=== Data provided ===

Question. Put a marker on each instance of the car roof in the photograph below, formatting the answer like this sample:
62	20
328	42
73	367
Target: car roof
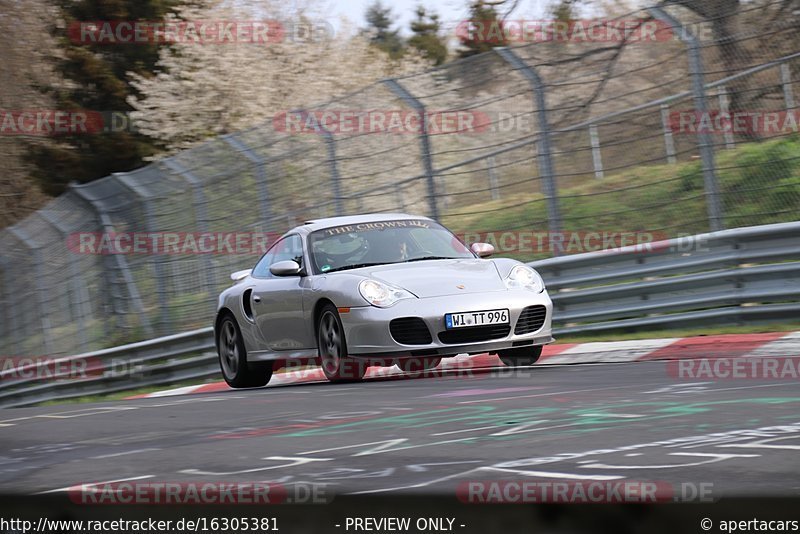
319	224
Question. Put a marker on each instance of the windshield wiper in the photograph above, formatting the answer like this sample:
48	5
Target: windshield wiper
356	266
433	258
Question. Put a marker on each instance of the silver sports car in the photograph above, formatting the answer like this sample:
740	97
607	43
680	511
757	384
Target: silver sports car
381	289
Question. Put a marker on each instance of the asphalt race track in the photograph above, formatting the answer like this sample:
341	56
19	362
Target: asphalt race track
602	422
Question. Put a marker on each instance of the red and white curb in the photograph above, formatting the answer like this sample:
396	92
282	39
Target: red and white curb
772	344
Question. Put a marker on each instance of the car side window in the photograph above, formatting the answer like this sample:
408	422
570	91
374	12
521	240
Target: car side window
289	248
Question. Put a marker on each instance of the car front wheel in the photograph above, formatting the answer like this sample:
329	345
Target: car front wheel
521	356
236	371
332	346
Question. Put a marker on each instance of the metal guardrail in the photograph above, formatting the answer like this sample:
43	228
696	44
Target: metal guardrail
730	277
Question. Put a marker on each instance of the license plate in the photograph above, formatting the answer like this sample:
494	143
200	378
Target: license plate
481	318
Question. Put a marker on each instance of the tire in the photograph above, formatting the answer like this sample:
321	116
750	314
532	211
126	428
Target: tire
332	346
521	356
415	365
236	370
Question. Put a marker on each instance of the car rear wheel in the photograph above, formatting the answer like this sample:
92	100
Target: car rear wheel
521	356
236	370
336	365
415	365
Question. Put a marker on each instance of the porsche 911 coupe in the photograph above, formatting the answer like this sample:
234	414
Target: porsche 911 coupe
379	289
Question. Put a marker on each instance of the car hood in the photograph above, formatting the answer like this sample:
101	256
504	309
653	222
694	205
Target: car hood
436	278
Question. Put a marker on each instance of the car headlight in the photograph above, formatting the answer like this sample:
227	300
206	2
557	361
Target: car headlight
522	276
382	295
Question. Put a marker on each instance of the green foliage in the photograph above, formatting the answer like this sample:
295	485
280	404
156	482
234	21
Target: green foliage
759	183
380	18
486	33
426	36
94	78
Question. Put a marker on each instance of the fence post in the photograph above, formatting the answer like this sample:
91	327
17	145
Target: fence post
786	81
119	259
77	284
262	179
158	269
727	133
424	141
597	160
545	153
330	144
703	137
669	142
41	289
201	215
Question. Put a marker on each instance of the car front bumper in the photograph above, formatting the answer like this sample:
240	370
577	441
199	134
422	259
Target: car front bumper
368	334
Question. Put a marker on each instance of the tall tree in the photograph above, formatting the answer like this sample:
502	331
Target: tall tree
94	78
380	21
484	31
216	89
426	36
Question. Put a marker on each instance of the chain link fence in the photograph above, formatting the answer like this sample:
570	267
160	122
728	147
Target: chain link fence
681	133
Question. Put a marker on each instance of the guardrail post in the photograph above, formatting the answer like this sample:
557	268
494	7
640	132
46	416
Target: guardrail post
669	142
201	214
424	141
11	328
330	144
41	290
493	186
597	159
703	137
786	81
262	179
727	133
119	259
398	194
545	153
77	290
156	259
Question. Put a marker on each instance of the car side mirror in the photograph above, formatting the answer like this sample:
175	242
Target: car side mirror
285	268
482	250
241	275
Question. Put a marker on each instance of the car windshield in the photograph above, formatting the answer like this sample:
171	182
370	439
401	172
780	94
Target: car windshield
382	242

===
=== Data provided ===

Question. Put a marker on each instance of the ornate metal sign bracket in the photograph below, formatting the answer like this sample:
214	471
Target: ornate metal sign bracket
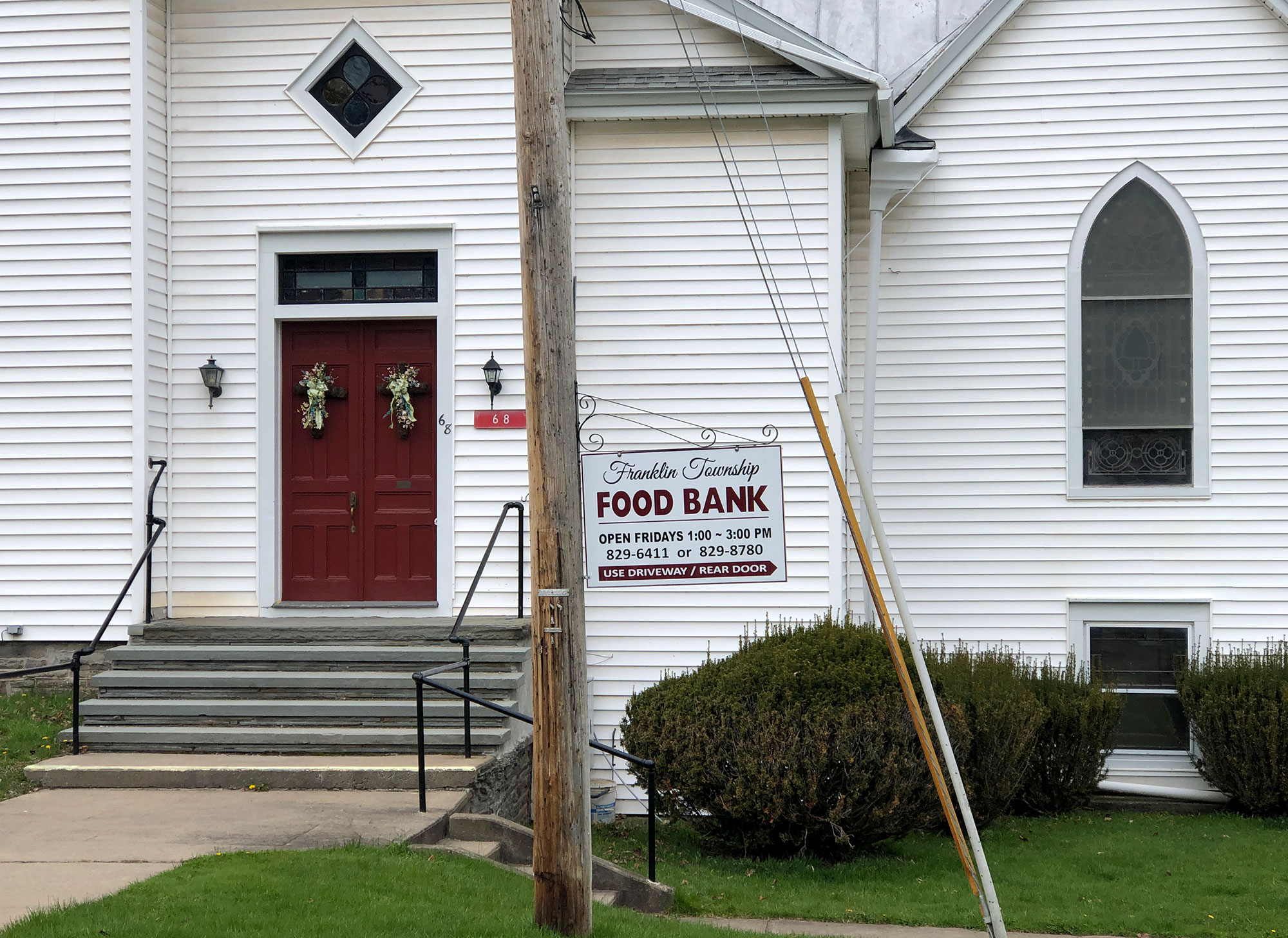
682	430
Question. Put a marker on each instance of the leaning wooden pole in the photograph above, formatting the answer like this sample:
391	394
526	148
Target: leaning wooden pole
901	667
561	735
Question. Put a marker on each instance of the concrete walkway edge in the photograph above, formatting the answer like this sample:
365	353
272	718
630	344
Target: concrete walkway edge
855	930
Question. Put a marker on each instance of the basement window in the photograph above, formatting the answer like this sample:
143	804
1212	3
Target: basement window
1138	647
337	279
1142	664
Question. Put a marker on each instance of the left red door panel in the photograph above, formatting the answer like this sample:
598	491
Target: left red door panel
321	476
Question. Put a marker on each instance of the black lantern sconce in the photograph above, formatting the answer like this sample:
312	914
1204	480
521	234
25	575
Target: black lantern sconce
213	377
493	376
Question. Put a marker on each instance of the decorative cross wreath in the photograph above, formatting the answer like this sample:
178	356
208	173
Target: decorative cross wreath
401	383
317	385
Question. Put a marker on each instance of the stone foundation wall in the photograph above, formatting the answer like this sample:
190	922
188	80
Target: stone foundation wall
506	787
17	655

===
=== Data provided ===

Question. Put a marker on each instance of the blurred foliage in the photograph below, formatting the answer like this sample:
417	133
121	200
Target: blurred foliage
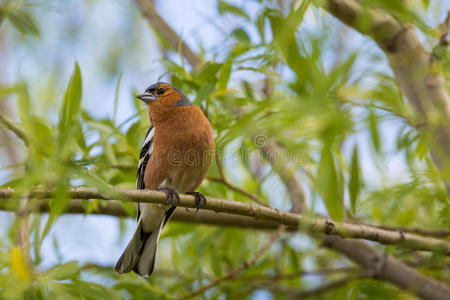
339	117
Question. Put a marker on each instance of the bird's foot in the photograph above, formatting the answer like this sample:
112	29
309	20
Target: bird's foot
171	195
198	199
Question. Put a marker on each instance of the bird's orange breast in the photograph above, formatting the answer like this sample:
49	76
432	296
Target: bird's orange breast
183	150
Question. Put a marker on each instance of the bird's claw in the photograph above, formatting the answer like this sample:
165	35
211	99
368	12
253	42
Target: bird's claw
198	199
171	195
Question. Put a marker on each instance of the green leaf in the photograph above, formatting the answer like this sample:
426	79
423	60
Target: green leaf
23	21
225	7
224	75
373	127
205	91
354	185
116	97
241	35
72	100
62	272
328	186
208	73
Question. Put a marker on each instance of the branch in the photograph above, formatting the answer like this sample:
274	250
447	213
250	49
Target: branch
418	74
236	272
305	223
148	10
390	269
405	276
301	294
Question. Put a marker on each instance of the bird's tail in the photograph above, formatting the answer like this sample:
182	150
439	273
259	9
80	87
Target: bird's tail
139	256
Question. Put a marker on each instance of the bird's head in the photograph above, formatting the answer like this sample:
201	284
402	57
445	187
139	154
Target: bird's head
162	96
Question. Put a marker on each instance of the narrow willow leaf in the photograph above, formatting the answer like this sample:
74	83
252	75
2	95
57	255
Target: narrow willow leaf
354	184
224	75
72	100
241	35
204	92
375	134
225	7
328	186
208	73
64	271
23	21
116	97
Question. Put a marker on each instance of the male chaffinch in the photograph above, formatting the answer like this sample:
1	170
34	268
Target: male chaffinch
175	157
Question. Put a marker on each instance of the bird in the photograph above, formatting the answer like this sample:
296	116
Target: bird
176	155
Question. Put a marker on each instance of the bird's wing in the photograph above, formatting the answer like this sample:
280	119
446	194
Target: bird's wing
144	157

===

(Work instructions)
Report each line of the records above that contains the string "foundation", treating uppercase and lowercase letters as distinct.

(Completed exercise)
Question. Put a marker on each instance of the stone foundation wall in the photograph above, formatting the answer like this sample:
Target: stone foundation wall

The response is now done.